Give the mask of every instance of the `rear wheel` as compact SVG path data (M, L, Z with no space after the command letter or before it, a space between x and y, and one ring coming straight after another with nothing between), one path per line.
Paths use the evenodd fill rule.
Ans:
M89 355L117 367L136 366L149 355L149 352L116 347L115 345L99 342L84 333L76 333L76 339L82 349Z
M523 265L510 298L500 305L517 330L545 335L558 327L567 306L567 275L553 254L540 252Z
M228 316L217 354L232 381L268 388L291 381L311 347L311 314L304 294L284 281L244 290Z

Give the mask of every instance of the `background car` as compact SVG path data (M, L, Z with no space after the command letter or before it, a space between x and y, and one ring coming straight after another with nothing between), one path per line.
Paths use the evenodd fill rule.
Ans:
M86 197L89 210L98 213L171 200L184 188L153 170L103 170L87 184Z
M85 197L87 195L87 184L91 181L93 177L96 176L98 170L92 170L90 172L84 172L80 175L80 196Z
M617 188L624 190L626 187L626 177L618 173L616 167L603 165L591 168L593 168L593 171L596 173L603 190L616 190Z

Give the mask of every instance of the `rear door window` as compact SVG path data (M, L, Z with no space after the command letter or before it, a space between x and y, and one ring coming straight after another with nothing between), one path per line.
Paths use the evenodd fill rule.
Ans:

WORK TO COMPLETE: All lines above that include the word "nothing" should be located and copied.

ANSWER TO THIS TASK:
Give the mask of every instance of the `rear wheel` as compact SVG path data (M, L, Z with no space after the command letter or before it, a space between x and y, and one ring coming straight after another with nothing between), one path per line.
Give the mask of every instance of the `background car` as compact SVG path data (M, L, Z with no space after the command letter or before it, a space between x and y, and one ring coming straight after another with nothing between), one path per line.
Give the mask of every instance of the `rear door window` as compact SVG path data (M, L, Z with no space after the command letter or before it, a space between x and y, and one ring coming straight after another with nothing between), one path per line.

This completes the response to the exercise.